Please rewrite the material from the line containing "Q: For each instance of the broken" through the line containing "x=252, y=138" in full, shifting every coordinate in the answers up by 108 and keeping everything else the same.

**DATASET RECORDS:**
━━━━━━━━━━

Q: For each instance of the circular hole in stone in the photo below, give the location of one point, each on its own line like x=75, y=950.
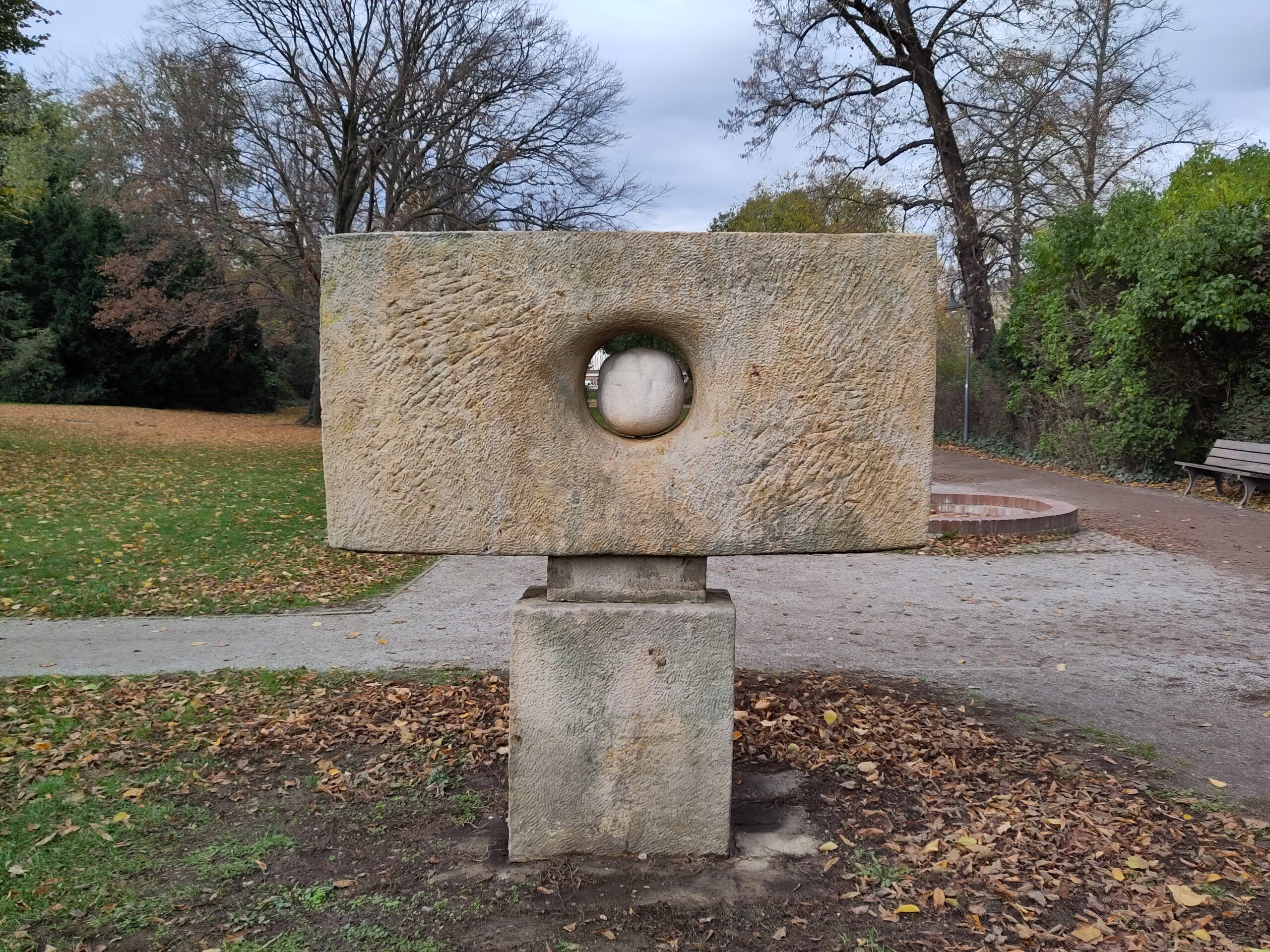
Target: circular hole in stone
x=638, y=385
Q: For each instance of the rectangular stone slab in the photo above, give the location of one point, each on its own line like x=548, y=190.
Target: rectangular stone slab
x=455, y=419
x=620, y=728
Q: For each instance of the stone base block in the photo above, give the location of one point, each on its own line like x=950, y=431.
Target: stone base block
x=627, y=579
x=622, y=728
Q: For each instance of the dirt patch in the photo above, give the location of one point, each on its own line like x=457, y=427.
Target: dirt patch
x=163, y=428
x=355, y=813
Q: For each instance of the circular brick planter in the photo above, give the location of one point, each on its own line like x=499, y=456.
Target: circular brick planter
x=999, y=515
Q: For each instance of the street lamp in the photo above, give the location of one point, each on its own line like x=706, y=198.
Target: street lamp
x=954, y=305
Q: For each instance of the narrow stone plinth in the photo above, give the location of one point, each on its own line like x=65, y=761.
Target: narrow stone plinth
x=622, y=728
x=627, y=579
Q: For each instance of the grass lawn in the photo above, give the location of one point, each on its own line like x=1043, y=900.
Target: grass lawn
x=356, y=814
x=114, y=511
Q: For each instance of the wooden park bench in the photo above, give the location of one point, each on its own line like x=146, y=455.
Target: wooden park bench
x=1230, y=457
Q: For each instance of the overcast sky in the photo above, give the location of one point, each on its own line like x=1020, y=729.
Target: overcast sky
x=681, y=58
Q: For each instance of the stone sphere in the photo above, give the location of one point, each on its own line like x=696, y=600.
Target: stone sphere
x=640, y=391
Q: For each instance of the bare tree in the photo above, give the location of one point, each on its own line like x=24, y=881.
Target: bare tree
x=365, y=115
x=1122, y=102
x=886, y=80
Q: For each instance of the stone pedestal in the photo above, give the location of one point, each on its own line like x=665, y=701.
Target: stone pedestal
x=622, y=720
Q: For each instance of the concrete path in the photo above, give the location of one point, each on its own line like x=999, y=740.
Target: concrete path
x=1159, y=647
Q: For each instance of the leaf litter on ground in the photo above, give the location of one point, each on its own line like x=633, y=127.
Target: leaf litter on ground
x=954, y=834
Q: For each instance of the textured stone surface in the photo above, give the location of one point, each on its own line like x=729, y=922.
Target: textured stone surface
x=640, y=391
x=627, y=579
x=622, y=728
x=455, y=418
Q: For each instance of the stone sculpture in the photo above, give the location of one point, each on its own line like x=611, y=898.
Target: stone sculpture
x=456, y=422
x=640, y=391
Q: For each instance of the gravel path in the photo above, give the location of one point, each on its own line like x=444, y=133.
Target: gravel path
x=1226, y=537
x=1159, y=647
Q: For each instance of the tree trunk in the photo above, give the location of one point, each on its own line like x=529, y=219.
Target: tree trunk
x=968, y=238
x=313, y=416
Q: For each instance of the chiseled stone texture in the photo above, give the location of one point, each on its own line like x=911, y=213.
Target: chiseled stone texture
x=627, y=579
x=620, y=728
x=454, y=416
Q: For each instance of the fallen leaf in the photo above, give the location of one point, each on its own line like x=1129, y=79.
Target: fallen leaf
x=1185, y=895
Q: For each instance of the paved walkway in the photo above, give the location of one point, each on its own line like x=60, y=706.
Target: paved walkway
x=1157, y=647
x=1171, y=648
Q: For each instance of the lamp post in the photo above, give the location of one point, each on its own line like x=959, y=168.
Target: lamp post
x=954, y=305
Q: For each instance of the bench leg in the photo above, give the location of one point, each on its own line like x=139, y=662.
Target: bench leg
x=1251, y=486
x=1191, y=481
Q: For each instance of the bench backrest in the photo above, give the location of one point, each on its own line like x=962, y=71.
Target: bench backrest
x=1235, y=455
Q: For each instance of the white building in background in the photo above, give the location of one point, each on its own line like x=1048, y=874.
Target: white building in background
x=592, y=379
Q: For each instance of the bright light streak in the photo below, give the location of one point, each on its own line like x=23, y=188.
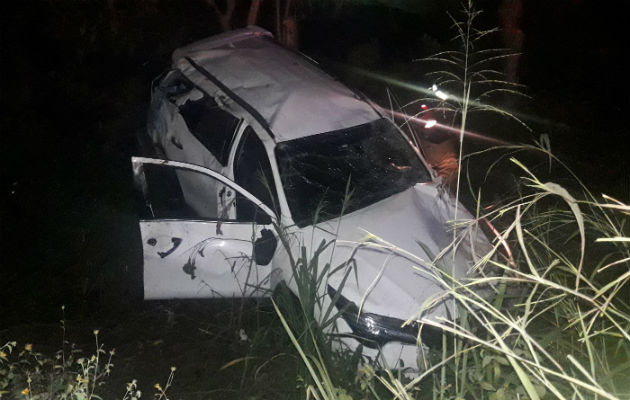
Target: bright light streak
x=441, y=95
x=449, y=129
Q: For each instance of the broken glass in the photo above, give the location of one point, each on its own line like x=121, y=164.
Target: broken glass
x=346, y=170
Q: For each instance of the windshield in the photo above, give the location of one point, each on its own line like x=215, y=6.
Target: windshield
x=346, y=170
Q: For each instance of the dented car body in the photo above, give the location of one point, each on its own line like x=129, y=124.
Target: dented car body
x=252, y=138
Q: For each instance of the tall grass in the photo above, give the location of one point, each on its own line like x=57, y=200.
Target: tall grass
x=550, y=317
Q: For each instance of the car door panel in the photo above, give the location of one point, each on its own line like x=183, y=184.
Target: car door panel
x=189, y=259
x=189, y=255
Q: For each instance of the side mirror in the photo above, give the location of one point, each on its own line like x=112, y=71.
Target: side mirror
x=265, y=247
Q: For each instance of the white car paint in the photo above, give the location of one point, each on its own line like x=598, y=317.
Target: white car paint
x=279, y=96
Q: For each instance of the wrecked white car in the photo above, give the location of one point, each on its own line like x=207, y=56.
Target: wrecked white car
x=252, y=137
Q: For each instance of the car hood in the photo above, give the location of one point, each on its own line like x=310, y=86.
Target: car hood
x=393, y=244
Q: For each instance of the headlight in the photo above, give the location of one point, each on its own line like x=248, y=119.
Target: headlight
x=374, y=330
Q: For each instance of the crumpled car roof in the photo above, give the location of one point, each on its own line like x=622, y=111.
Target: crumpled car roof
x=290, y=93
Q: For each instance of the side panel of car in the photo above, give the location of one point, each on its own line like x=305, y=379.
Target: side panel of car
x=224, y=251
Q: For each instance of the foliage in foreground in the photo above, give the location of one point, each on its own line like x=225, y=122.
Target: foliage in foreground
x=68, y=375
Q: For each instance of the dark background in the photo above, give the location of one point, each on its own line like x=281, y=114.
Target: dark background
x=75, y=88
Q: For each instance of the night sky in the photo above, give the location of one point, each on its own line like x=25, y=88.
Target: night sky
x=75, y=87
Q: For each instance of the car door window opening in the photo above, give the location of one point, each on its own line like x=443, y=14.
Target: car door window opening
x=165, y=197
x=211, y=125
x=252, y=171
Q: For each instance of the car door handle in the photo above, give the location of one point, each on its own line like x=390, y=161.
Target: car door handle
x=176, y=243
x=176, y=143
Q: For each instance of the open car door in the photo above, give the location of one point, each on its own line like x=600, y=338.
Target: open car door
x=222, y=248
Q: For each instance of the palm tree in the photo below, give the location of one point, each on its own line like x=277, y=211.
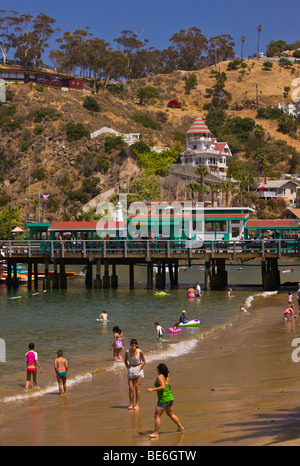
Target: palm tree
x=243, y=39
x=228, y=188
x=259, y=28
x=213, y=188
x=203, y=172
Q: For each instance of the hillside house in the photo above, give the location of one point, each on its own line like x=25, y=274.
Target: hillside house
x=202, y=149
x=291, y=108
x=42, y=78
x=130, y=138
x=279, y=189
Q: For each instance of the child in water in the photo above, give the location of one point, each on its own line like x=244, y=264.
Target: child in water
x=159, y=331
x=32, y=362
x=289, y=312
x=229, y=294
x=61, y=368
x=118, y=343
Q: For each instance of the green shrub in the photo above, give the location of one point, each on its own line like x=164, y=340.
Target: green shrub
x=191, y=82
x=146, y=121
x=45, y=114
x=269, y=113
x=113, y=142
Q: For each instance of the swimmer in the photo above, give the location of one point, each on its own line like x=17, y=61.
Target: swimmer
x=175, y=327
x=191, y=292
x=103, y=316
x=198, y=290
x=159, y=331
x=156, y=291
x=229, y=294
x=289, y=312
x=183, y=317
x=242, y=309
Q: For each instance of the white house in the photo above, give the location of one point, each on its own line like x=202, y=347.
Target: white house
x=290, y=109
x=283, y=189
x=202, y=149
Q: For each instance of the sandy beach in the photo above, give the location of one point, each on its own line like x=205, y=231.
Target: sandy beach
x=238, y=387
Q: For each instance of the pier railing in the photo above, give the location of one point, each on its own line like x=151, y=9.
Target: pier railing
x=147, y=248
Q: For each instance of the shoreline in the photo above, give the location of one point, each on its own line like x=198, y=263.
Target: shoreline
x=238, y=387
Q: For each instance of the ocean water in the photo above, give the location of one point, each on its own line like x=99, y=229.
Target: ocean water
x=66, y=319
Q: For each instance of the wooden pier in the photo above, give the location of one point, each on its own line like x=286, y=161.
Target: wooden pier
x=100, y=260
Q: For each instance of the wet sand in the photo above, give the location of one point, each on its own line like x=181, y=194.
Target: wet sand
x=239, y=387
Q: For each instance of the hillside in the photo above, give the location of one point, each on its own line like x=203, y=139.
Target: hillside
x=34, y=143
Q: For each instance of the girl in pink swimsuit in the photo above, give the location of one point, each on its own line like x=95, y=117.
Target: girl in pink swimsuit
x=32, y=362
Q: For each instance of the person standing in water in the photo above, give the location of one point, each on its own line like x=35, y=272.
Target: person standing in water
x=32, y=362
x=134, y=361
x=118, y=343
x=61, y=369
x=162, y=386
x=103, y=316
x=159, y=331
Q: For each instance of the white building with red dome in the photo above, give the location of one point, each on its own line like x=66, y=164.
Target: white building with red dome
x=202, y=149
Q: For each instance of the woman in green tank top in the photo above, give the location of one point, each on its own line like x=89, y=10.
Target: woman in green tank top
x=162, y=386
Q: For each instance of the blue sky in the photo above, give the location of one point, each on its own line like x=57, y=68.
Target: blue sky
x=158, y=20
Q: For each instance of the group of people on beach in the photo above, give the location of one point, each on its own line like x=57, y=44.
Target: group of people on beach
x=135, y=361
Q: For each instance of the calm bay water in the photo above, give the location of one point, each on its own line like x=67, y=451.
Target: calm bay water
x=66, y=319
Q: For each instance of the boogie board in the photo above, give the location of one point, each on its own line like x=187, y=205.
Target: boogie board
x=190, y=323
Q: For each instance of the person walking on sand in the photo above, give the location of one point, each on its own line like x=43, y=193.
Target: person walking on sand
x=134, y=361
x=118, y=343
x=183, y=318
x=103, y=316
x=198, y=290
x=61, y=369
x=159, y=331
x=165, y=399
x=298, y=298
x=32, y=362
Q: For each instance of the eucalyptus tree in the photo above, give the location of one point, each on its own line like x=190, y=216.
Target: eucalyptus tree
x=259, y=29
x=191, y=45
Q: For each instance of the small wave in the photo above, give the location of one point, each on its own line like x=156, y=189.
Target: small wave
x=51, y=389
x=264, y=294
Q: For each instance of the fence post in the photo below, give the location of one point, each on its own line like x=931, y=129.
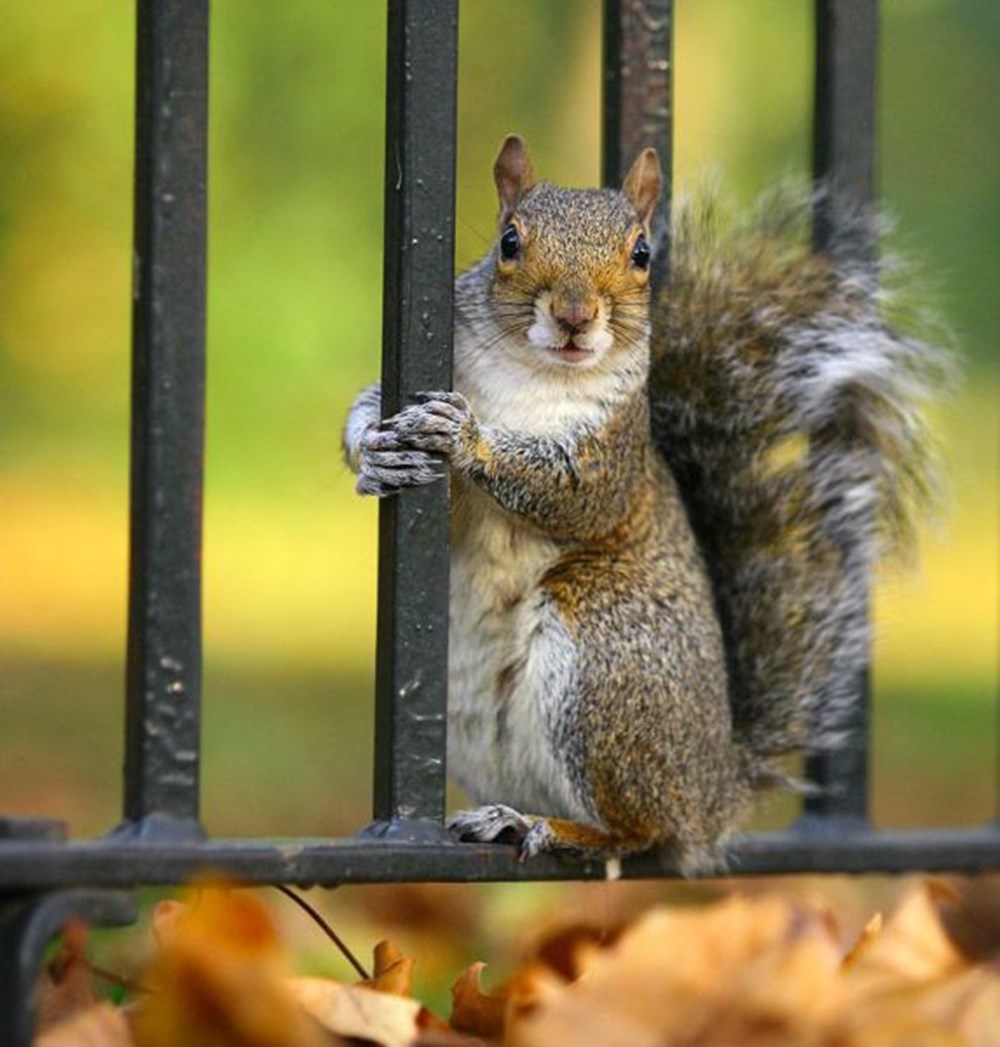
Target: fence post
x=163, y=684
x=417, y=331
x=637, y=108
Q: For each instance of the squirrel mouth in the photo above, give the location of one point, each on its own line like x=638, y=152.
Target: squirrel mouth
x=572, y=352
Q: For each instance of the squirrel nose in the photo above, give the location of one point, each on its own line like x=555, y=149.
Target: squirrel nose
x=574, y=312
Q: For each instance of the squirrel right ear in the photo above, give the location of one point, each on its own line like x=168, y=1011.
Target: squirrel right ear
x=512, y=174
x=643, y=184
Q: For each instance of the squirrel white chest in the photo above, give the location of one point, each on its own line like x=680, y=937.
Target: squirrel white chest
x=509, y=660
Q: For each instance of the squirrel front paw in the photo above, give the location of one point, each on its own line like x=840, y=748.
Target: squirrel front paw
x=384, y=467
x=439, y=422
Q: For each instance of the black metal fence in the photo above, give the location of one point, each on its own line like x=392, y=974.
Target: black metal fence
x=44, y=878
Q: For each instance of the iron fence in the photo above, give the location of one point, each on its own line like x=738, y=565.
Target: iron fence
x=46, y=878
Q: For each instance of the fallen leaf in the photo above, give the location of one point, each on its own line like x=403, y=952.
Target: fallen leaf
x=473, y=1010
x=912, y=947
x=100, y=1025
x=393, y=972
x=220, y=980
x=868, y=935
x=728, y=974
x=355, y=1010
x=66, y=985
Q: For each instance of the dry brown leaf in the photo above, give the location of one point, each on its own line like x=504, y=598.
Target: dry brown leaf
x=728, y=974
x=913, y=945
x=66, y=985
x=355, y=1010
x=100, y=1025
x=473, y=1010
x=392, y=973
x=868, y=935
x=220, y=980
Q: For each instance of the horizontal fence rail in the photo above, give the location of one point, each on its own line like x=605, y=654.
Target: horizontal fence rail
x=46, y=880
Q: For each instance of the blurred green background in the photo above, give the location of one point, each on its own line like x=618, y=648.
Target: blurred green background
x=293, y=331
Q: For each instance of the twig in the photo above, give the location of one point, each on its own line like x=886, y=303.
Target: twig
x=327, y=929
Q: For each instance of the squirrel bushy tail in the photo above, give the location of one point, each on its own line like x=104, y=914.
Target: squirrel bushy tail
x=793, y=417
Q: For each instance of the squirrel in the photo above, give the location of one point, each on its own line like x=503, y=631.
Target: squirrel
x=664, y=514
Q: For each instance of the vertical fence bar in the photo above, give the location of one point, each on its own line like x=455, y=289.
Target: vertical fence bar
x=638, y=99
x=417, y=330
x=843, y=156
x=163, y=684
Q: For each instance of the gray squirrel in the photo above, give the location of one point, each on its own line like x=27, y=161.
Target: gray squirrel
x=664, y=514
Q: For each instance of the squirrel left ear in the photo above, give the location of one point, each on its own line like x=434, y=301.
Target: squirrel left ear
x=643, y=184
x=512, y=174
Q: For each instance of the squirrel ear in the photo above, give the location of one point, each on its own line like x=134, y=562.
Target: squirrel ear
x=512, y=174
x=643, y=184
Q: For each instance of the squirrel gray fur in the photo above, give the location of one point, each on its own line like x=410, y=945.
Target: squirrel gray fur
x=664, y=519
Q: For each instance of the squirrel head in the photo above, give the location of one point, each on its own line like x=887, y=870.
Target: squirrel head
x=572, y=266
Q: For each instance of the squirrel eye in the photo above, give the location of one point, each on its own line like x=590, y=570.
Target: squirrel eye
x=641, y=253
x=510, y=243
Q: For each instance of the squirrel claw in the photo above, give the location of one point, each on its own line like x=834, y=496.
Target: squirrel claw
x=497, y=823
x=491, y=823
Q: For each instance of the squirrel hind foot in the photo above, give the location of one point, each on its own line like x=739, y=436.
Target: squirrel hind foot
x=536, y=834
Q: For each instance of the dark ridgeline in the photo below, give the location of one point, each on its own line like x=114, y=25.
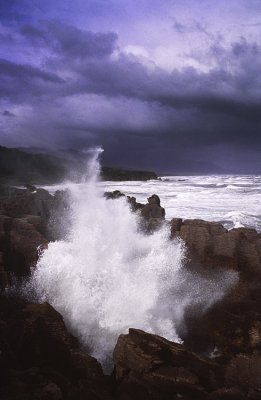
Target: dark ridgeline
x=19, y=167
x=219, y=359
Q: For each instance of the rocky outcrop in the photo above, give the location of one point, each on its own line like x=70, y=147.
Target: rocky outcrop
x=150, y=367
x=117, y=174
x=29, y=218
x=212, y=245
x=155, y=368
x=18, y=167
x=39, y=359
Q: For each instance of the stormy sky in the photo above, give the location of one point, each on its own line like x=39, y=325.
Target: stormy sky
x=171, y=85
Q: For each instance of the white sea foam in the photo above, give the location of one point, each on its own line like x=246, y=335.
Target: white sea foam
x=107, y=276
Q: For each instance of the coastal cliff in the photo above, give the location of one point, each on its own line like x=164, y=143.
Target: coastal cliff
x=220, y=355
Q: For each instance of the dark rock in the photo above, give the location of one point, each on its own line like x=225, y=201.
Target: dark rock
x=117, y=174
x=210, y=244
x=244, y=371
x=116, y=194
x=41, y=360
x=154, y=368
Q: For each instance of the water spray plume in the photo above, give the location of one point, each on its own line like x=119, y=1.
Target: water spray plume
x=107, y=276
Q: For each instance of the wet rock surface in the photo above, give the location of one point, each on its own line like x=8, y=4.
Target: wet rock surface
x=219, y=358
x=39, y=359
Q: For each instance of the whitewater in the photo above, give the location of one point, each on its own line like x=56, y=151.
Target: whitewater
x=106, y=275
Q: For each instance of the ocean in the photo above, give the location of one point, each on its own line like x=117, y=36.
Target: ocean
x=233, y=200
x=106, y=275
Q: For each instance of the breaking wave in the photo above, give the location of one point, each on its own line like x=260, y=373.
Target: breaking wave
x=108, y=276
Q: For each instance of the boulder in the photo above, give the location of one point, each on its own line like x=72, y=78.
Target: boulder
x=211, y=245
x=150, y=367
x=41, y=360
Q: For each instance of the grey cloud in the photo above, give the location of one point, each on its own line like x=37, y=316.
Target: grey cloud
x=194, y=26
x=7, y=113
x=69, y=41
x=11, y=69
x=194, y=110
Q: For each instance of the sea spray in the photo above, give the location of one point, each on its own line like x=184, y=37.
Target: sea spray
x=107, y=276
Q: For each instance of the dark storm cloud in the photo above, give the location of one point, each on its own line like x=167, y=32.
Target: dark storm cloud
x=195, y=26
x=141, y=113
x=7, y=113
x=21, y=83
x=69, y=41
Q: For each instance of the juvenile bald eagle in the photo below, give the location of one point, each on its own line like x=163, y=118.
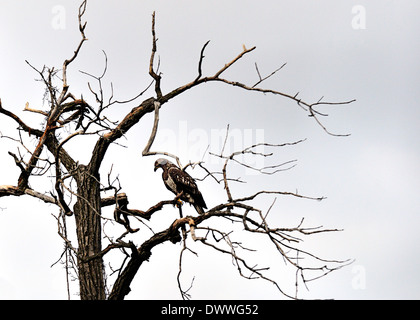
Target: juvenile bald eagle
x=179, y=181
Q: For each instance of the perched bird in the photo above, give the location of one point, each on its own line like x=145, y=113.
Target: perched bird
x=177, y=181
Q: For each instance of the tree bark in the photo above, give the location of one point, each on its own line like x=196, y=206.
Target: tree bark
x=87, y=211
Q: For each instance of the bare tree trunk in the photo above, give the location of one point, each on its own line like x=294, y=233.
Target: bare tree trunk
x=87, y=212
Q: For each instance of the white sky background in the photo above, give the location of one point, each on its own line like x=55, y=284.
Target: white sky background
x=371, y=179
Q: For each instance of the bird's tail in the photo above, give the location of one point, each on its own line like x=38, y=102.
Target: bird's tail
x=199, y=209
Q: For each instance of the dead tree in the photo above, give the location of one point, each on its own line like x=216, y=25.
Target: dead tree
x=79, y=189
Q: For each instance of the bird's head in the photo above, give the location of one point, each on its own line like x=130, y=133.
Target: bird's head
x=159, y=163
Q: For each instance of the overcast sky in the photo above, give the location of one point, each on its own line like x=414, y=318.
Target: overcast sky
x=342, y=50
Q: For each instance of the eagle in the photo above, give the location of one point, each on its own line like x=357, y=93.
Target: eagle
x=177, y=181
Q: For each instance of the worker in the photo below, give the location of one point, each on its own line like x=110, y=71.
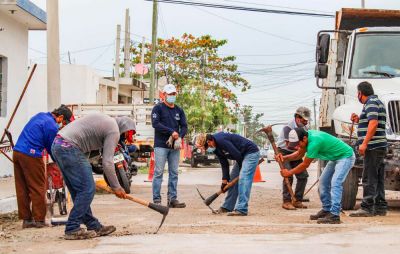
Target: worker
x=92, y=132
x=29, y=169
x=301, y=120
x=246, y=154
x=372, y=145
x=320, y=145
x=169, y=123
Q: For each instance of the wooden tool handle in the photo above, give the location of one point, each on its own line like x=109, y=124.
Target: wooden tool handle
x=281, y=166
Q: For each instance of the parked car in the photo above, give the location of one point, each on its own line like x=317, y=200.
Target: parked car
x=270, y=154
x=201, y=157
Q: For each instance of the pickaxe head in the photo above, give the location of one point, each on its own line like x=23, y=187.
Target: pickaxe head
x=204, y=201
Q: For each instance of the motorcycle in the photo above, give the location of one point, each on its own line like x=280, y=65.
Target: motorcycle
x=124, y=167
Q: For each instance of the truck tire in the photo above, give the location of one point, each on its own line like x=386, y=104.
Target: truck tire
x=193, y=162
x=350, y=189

━━━━━━━━━━

**RESULT OF THIS EXERCISE:**
Q: For each instance of the broken glass in the photo above, give the location of one point, each on its own line like x=121, y=164.
Target: broken glass
x=454, y=278
Q: For each instance of the windshield in the photo above, give the location of one point, each on its own line like x=215, y=6.
Target: windshield
x=454, y=278
Q: For each instance of the dented car body in the photo above, give the location of one point, each on its own line like x=129, y=124.
Target: dented car body
x=360, y=246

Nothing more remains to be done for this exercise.